_WHAT YOU NEED TO DO_
The entries that follow need to be reproduced exactly, minus any images.

(Natural-language object grounding data)
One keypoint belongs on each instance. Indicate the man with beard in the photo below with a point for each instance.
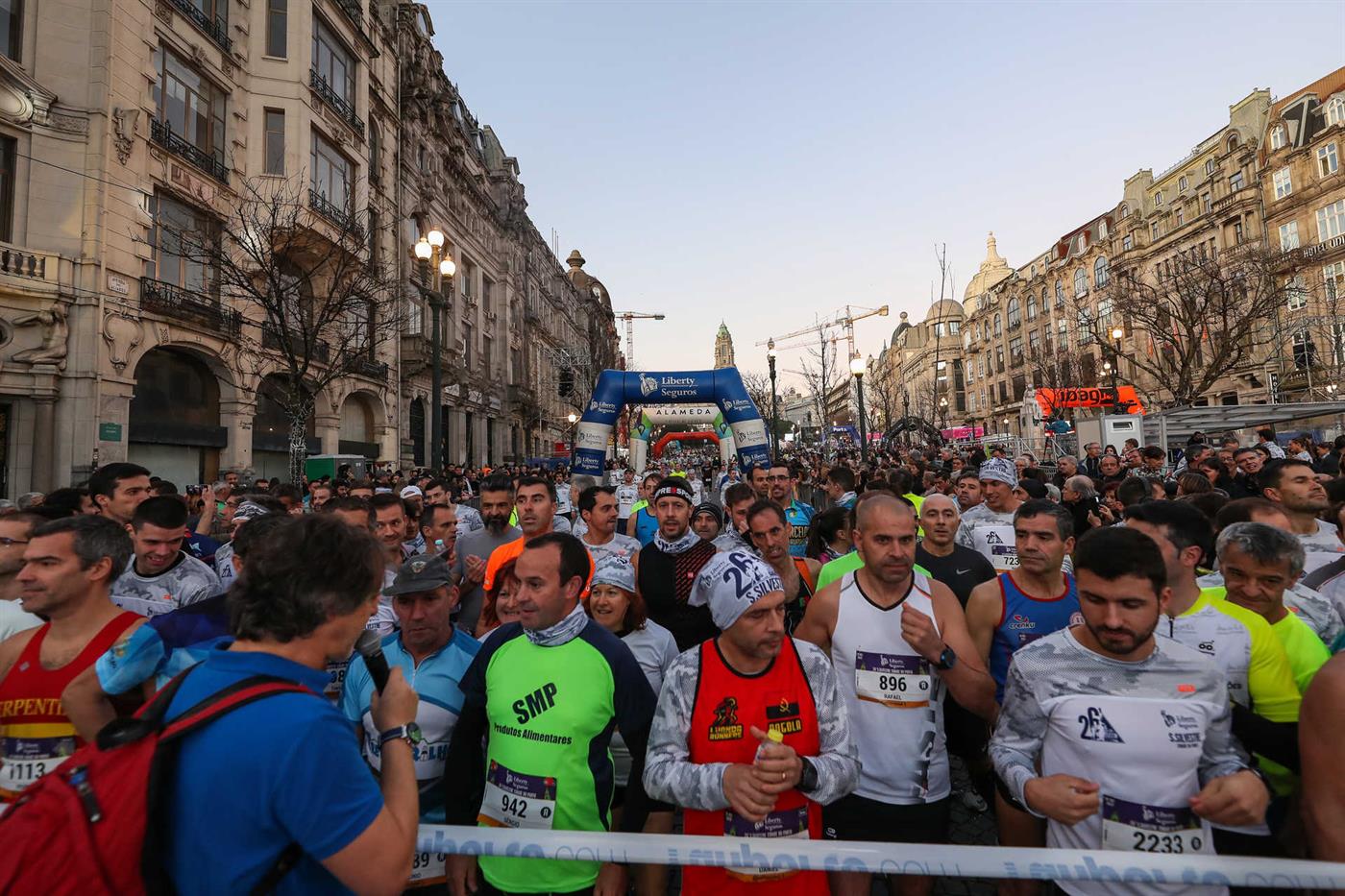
(780, 480)
(898, 642)
(1086, 735)
(1015, 610)
(433, 655)
(770, 533)
(750, 736)
(475, 547)
(66, 579)
(1293, 486)
(666, 568)
(988, 527)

_SOLUTION FOR THIS TASK_
One keypoint belongs on each instance. Indicate the man with beard in the photo below with a point for each instance.
(780, 480)
(898, 642)
(1086, 735)
(1015, 610)
(433, 655)
(770, 533)
(750, 736)
(475, 547)
(66, 579)
(1293, 486)
(666, 568)
(988, 527)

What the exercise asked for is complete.